Re: "Deterministic Sorting" (was Re: ZWNJ & Persian Collation)

From: Mark Davis (mark.davis@jtcsv.com)
Date: Thu Mar 13 2003 - 17:19:25 EST

  • Next message: Bob_Hallissy@sil.org: "Re: Tolkien wanta-be has created entirely new language as a base for a sci-f- novel and wants to map these new characters to keyboard."

    Well, maybe 3 things ;-)

    Mark
    ________
    mark.davis@jtcsv.com
    IBM, MS 50-2/B11, 5600 Cottle Rd, SJ CA 95193
    (408) 256-3148
    fax: (408) 256-0799

    ----- Original Message -----
    From: "Mark Davis" <mark.davis@jtcsv.com>
    To: "Markus Scherer" <markus.scherer@jtcsv.com>; "unicode"
    <unicode@unicode.org>
    Cc: <iranorus@online.ru>
    Sent: Thursday, March 13, 2003 13:04
    Subject: "Deterministic Sorting" (was Re: ZWNJ & Persian Collation)

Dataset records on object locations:
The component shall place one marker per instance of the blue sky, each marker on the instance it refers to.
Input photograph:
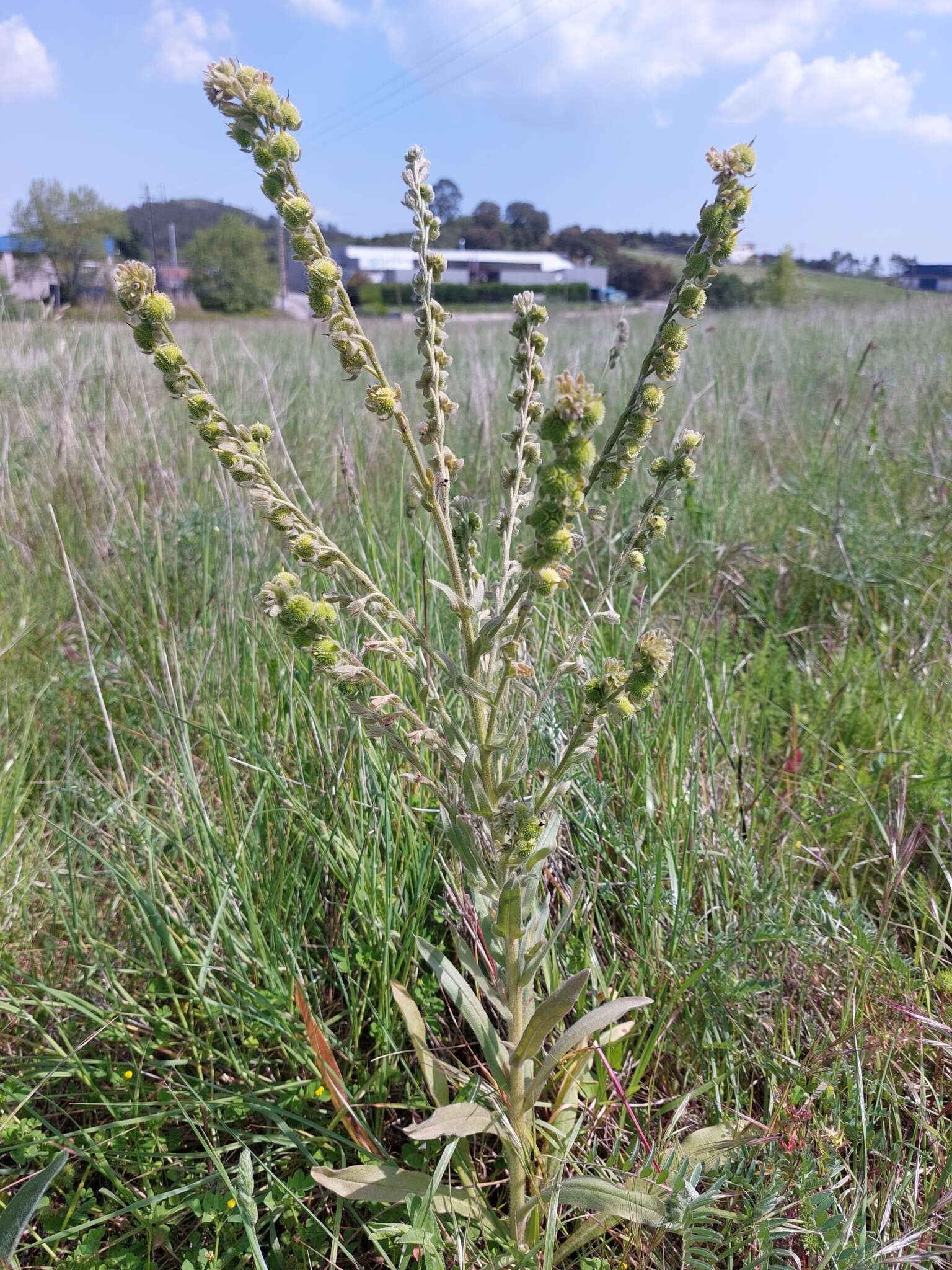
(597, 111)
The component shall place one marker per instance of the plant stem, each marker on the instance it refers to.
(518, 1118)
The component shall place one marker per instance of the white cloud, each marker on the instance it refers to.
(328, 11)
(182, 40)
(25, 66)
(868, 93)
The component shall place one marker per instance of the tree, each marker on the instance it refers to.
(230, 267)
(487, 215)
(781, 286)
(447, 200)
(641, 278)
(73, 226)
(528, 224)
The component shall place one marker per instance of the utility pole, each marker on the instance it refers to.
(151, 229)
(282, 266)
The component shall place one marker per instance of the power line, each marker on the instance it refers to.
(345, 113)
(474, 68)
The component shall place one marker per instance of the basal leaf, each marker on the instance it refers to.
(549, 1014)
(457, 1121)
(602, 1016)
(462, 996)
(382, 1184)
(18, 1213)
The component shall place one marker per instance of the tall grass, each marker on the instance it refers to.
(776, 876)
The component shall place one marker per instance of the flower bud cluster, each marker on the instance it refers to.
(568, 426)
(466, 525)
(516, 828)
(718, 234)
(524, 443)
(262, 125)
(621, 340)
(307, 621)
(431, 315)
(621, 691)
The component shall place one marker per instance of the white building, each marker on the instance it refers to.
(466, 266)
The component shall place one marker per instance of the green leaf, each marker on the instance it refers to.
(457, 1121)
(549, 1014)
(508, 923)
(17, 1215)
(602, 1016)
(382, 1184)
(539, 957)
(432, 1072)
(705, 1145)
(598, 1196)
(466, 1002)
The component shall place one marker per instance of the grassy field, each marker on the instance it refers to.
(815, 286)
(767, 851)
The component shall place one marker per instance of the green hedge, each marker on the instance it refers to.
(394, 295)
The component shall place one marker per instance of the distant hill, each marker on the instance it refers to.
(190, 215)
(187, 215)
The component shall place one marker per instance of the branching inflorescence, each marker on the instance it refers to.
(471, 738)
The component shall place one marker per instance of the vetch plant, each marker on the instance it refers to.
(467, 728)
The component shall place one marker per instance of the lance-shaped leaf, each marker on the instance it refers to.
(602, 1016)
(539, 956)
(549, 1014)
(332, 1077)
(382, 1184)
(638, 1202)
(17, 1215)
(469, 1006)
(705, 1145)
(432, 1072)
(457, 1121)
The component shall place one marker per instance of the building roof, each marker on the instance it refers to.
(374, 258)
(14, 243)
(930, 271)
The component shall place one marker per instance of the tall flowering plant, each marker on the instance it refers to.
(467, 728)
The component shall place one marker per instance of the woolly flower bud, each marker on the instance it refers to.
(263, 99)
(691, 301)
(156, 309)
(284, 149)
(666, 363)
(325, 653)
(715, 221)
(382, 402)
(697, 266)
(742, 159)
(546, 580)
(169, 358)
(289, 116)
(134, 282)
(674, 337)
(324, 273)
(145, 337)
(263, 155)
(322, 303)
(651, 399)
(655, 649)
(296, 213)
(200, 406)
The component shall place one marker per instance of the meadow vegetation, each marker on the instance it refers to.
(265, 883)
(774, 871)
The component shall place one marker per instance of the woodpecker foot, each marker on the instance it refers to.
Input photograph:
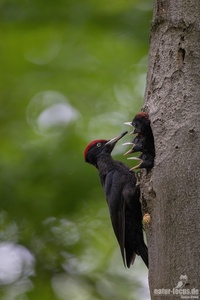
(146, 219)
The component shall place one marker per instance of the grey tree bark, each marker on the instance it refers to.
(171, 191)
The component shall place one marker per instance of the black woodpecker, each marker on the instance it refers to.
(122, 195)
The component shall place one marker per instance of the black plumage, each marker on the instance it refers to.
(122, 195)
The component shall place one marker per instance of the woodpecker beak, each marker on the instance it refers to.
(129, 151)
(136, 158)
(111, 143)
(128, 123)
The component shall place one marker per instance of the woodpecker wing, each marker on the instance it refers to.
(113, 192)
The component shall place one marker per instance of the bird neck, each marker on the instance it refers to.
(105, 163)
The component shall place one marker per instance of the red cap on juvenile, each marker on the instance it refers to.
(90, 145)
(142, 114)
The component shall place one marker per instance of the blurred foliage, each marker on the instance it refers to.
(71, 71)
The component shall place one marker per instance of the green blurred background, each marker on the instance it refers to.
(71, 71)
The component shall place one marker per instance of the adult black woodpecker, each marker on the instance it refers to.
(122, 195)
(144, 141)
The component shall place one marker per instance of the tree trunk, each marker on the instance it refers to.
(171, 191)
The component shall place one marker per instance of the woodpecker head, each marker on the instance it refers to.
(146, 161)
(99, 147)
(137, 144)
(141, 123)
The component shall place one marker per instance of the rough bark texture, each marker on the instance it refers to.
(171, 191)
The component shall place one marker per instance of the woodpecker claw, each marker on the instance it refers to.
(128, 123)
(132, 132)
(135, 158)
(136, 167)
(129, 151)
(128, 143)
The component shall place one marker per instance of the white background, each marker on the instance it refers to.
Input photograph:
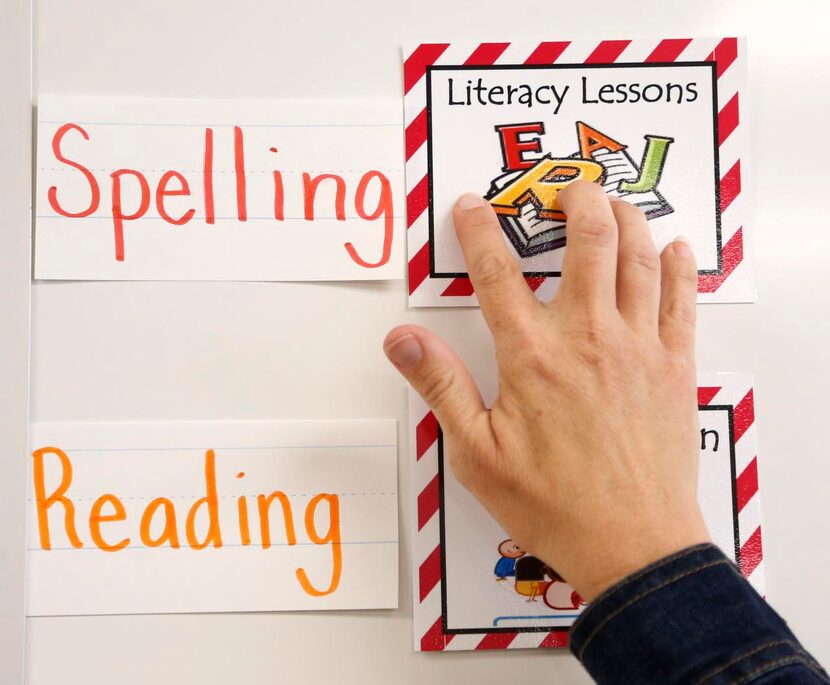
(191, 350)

:: THE REQUEST ::
Write out everything in the mailing-list post from "From: Mark Davis" down to "3 things ;-)". Work from the mailing-list post alone.

:: SOLUTION BELOW ::
From: Mark Davis (mark.davis@jtcsv.com)
Date: Thu Mar 13 2003 - 17:19:25 EST

  • Next message: Bob_Hallissy@sil.org: "Re: Tolkien wanta-be has created entirely new language as a base for a sci-f- novel and wants to map these new characters to keyboard."

    Well, maybe 3 things ;-)